> What you need to do: Would you please write out each entry precisely as given?

> Data listing:
-- Opening Marker --

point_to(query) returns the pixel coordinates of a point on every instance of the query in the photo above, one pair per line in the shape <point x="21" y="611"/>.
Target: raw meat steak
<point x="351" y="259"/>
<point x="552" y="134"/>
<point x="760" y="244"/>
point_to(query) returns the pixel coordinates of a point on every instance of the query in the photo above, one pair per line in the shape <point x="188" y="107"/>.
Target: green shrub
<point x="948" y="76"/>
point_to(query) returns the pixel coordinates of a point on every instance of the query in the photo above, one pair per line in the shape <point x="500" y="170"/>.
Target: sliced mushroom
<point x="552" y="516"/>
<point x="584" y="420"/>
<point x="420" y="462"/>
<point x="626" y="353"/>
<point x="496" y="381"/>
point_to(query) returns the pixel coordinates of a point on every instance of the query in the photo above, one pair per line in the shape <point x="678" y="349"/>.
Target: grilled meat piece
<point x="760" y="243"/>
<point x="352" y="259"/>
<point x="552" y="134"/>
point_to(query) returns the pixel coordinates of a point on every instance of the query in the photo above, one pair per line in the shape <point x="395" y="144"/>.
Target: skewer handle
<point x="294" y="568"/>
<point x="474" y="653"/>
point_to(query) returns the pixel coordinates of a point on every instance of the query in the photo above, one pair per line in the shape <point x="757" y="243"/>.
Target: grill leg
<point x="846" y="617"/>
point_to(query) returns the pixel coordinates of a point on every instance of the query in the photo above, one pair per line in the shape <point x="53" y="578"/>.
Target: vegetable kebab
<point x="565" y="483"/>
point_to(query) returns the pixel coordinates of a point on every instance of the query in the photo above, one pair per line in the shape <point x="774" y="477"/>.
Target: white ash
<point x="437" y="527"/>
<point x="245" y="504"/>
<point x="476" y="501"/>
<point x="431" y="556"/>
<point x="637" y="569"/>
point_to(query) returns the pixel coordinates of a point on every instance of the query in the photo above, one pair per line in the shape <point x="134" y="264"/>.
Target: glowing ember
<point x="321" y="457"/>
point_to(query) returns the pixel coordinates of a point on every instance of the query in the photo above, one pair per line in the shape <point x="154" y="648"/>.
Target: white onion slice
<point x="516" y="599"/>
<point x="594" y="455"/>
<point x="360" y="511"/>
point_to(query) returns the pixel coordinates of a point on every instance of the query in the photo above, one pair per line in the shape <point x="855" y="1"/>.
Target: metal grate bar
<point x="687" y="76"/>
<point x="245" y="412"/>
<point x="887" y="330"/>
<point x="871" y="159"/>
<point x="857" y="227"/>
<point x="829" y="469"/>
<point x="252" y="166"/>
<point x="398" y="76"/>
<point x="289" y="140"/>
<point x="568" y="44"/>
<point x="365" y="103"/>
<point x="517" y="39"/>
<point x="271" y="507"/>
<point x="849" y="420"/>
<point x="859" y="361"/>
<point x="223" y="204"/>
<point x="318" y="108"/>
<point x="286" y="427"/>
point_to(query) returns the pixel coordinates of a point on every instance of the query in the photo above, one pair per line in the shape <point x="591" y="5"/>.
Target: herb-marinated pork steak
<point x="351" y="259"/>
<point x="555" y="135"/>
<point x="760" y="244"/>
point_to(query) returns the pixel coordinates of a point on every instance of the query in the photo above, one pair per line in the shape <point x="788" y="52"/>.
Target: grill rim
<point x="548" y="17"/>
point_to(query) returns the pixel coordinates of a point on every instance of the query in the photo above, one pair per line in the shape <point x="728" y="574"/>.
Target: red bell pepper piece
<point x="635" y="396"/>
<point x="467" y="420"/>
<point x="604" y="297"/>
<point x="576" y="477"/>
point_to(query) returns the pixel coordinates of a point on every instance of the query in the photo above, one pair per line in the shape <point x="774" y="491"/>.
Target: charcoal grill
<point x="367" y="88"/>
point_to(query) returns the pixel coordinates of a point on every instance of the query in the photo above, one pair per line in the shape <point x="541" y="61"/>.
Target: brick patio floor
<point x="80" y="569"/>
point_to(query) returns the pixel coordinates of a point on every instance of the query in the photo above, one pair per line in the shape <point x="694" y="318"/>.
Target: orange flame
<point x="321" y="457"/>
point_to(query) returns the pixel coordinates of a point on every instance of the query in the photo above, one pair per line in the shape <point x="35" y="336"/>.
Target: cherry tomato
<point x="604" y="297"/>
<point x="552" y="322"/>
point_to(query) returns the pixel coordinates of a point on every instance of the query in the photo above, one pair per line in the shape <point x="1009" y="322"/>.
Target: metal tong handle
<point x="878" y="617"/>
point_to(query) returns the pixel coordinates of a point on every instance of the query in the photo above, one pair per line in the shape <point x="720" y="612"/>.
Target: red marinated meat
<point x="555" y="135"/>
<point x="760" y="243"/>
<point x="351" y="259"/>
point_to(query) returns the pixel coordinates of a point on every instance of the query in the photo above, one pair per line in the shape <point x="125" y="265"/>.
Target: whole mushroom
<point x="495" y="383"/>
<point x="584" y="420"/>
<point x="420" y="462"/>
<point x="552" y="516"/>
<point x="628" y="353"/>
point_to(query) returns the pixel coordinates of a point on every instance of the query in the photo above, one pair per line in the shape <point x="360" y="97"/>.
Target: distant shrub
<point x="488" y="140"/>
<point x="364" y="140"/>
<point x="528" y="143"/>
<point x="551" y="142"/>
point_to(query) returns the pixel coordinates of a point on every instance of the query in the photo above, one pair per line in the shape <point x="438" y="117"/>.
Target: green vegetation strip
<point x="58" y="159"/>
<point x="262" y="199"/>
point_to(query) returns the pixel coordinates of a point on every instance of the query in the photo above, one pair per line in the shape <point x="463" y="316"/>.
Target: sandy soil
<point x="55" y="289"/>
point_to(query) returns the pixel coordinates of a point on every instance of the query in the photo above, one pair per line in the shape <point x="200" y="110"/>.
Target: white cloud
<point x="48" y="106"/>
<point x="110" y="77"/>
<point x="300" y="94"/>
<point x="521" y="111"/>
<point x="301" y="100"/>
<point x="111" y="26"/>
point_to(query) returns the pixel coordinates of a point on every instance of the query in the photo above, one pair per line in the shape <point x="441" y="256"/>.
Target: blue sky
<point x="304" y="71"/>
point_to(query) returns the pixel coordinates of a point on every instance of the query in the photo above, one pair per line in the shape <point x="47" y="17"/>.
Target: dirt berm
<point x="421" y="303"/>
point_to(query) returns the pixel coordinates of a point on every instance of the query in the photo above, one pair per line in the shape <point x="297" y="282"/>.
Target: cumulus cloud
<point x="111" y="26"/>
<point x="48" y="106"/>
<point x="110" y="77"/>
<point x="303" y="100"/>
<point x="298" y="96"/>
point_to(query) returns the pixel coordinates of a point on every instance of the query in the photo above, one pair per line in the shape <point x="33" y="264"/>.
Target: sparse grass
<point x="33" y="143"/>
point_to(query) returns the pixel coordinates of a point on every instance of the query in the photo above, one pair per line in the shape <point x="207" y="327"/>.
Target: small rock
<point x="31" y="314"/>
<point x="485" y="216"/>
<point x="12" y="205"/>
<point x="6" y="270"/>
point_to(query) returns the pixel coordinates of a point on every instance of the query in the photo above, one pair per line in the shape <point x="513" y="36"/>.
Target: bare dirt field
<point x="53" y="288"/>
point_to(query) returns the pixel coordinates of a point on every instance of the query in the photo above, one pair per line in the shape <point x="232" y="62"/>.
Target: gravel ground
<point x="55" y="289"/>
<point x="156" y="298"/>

-- Closing Marker --

> Expected output:
point_to(query) returns the pixel coordinates of a point on every instance of the query in the photo above, one pair per line in the shape <point x="21" y="611"/>.
Target: raw meat steak
<point x="351" y="259"/>
<point x="552" y="134"/>
<point x="760" y="244"/>
point_to(query) returns the pixel coordinates of a point on every instance of the query in the photo above, one pair per line in the shape <point x="188" y="107"/>.
Target: green shrub
<point x="948" y="76"/>
point_to(query) returns the pixel coordinates of a point on every instance of the query in the photo above, one pair per line in the shape <point x="500" y="170"/>.
Target: sliced mushroom
<point x="552" y="516"/>
<point x="584" y="420"/>
<point x="420" y="462"/>
<point x="626" y="353"/>
<point x="496" y="381"/>
point_to(query) returns the pixel coordinates of a point on every instance of the query in the photo above, one pair per line in the shape <point x="678" y="349"/>.
Target: grilled meat piece
<point x="760" y="243"/>
<point x="352" y="259"/>
<point x="552" y="134"/>
point_to(query) returns the pixel coordinates of a point on every instance of the query in the photo above, one pair per line in the shape <point x="395" y="144"/>.
Target: skewer handle
<point x="294" y="568"/>
<point x="474" y="653"/>
point_to(query) returns the pixel coordinates of a point on every instance of the query in the photo above, one pair per line in the shape <point x="757" y="243"/>.
Target: grill leg
<point x="846" y="617"/>
point_to(query) returns the pixel coordinates of a point on every instance of the query in the photo above, one pair per line in the shape <point x="53" y="578"/>.
Target: vegetable kebab
<point x="565" y="483"/>
point_to(query) returns the pixel coordinates of a point on every instance of the query in the photo above, one pair per line in the shape <point x="774" y="477"/>.
Target: white ash
<point x="437" y="527"/>
<point x="245" y="504"/>
<point x="476" y="501"/>
<point x="431" y="556"/>
<point x="637" y="569"/>
point_to(query) returns the pixel coordinates of a point on every instance of the query in the photo above, one pair per line in the shape <point x="134" y="264"/>.
Target: glowing ember
<point x="321" y="457"/>
point_to(query) returns the pixel coordinates of a point on every instance of the query in the photo above, one pair per line in the shape <point x="154" y="648"/>.
Target: white onion slice
<point x="516" y="599"/>
<point x="594" y="455"/>
<point x="360" y="511"/>
point_to(query) returns the pixel coordinates of a point on every instance of the query in the photo above, one pair per line in the shape <point x="855" y="1"/>.
Target: metal grate bar
<point x="687" y="76"/>
<point x="245" y="412"/>
<point x="887" y="330"/>
<point x="871" y="159"/>
<point x="857" y="227"/>
<point x="829" y="469"/>
<point x="252" y="166"/>
<point x="398" y="76"/>
<point x="289" y="140"/>
<point x="568" y="44"/>
<point x="365" y="103"/>
<point x="517" y="39"/>
<point x="271" y="507"/>
<point x="849" y="420"/>
<point x="859" y="361"/>
<point x="223" y="204"/>
<point x="318" y="108"/>
<point x="286" y="427"/>
point_to(query) returns the pixel coordinates of a point on every instance of the query in the photo above, one pair per line in the shape <point x="591" y="5"/>.
Target: herb-marinated pork steak
<point x="351" y="259"/>
<point x="555" y="135"/>
<point x="760" y="244"/>
point_to(query) returns the pixel coordinates of a point on every instance of the query in the photo above, one pair per line in the shape <point x="788" y="52"/>.
Target: grill rim
<point x="548" y="17"/>
point_to(query) returns the pixel coordinates of a point on every instance of the query in the photo above, one pair per line in the shape <point x="728" y="574"/>.
Target: red bell pepper piece
<point x="635" y="396"/>
<point x="467" y="420"/>
<point x="604" y="297"/>
<point x="576" y="477"/>
point_to(query) returns the pixel coordinates of a point on every instance of the query in the photo above, one pair per line in the shape <point x="774" y="491"/>.
Target: charcoal grill
<point x="367" y="88"/>
point_to(query) returns the pixel coordinates of a point on every instance of the query in the photo above, one pair per line in the shape <point x="541" y="61"/>.
Target: brick patio floor
<point x="80" y="569"/>
point_to(query) returns the pixel coordinates of a point on every instance of the query in the photo above, one pair per line in the shape <point x="694" y="318"/>.
Target: orange flame
<point x="321" y="457"/>
point_to(query) returns the pixel coordinates of a point on every instance of the query in the photo above, one pair per line in the shape <point x="35" y="336"/>.
Target: cherry tomato
<point x="604" y="297"/>
<point x="552" y="322"/>
point_to(query) returns the pixel coordinates of a point on every instance of the query in the photo above, one pair per line in the shape <point x="1009" y="322"/>.
Target: metal tong handle
<point x="878" y="617"/>
point_to(query) returns the pixel coordinates of a point on every instance of the query in the photo above, one pair per line in the shape <point x="720" y="612"/>.
Target: red marinated meat
<point x="555" y="135"/>
<point x="760" y="243"/>
<point x="351" y="259"/>
point_to(query) returns the pixel coordinates of a point on every instance of the query in the photo above, one pair per line in the shape <point x="125" y="265"/>.
Target: whole mushroom
<point x="495" y="383"/>
<point x="584" y="420"/>
<point x="420" y="462"/>
<point x="552" y="516"/>
<point x="628" y="353"/>
point_to(query) returns the pixel coordinates of a point on every instance of the query in the photo above, one pair per line in the shape <point x="360" y="97"/>.
Target: distant shrub
<point x="488" y="140"/>
<point x="364" y="140"/>
<point x="528" y="143"/>
<point x="551" y="142"/>
point_to(query) returns the pixel coordinates of a point on every instance of the query in the photo above, one pair per line in the shape <point x="438" y="117"/>.
Target: green vegetation strip
<point x="58" y="159"/>
<point x="262" y="199"/>
point_to(query) returns the pixel coordinates of a point on every instance of the query in the photo above, one pair per line in the shape <point x="463" y="316"/>.
Target: sandy soil
<point x="55" y="289"/>
point_to(query) returns the pixel coordinates of a point on every instance of the query in the photo above, one pair per line in the shape <point x="200" y="110"/>.
Target: white cloud
<point x="48" y="106"/>
<point x="110" y="77"/>
<point x="300" y="94"/>
<point x="521" y="111"/>
<point x="301" y="100"/>
<point x="111" y="26"/>
point_to(query) returns the pixel coordinates of a point on every instance of the query in the photo above, one pair per line in the shape <point x="441" y="256"/>.
Target: blue sky
<point x="304" y="71"/>
point_to(query) returns the pixel coordinates of a point on every instance of the query in the photo above, one pair per line in the shape <point x="47" y="17"/>.
Target: dirt berm
<point x="421" y="303"/>
point_to(query) returns the pixel coordinates of a point on every instance of the query in the photo above, one pair per line in the shape <point x="297" y="282"/>.
Target: cumulus cloud
<point x="111" y="26"/>
<point x="48" y="106"/>
<point x="110" y="77"/>
<point x="303" y="100"/>
<point x="298" y="96"/>
point_to(query) returns the pixel coordinates of a point on every instance of the query in the photo above, one pair per line in the shape <point x="33" y="264"/>.
Target: sparse grass
<point x="33" y="143"/>
point_to(query) returns the pixel coordinates of a point on every instance of the query in the photo above, one pair per line in the shape <point x="207" y="327"/>.
Target: small rock
<point x="31" y="314"/>
<point x="485" y="216"/>
<point x="12" y="205"/>
<point x="6" y="270"/>
point_to(query) returns the pixel coordinates of a point on every instance of the query in the photo above, one pair per line in the shape <point x="513" y="36"/>.
Target: bare dirt field
<point x="53" y="288"/>
point_to(query) returns the pixel coordinates of a point on every instance of the query in the photo above, one pair per line in the shape <point x="232" y="62"/>.
Target: gravel ground
<point x="55" y="289"/>
<point x="156" y="298"/>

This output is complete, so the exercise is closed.